▸ **Excerpted records**:
---*---

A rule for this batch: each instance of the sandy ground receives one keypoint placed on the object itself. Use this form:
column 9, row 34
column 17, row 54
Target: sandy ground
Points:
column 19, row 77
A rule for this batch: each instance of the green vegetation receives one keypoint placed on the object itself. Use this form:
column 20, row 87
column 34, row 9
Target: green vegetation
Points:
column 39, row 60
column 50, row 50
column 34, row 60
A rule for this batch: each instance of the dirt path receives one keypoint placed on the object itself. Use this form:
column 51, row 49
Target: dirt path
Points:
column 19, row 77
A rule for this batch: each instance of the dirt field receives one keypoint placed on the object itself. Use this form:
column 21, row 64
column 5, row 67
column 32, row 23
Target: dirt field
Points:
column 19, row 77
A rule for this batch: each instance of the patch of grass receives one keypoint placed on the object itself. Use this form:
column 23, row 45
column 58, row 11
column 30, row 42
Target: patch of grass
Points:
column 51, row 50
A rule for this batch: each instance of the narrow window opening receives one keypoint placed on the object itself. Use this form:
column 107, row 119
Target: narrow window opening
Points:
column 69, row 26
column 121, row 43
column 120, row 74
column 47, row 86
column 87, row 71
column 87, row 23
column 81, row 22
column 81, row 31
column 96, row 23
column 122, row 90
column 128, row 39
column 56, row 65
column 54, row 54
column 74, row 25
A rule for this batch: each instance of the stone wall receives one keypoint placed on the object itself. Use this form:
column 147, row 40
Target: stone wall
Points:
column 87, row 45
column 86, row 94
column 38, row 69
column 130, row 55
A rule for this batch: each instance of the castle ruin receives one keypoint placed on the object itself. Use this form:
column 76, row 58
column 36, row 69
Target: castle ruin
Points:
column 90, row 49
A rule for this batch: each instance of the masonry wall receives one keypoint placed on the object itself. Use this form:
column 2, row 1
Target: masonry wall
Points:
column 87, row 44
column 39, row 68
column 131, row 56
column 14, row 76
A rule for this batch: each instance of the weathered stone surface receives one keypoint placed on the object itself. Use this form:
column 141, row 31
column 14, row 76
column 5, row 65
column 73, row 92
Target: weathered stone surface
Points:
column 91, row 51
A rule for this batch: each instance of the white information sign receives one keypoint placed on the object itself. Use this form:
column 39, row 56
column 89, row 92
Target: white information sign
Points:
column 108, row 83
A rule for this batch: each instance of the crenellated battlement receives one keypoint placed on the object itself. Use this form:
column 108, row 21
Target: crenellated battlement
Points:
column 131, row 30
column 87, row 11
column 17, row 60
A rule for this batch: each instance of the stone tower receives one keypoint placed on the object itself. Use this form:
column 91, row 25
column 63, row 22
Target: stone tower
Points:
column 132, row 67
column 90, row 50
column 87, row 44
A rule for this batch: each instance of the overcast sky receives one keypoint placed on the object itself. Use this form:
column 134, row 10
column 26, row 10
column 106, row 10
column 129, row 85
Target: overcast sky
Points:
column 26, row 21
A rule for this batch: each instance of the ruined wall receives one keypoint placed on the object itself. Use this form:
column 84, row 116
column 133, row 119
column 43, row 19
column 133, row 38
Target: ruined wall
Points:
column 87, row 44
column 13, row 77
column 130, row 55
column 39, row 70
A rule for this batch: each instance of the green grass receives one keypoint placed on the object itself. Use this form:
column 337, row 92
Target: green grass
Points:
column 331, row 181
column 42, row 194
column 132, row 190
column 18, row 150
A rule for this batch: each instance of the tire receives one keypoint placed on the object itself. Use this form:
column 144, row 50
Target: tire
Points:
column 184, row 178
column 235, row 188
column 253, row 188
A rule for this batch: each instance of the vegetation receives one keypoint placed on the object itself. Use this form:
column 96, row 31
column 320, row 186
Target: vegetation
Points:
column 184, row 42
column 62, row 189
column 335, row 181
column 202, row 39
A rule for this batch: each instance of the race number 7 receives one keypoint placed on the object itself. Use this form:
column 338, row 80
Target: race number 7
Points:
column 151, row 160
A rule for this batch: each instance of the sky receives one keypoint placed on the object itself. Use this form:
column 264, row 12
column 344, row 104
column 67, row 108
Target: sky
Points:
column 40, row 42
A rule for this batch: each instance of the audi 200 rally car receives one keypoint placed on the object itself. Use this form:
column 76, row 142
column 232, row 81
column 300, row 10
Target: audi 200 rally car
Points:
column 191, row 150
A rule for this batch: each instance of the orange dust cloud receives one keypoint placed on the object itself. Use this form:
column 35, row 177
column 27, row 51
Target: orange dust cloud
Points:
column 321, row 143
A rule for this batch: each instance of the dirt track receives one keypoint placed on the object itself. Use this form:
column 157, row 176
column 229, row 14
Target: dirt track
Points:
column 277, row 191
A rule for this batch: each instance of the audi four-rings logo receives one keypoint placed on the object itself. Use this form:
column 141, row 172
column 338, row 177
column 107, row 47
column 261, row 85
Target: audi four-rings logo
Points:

---*---

▸ **Task instructions**:
Retype the records above exactly, from their first line through the line that contains "column 34, row 9", and stop there.

▸ **Output for this exercise**:
A rule for this batch: each instance of the sandy ground receives one keypoint placed on the object itself. Use this form:
column 9, row 34
column 17, row 54
Target: sandy ground
Points:
column 19, row 77
A rule for this batch: each instance of the green vegetation receives one keypoint placed on the object itself. Use this form:
column 20, row 87
column 34, row 9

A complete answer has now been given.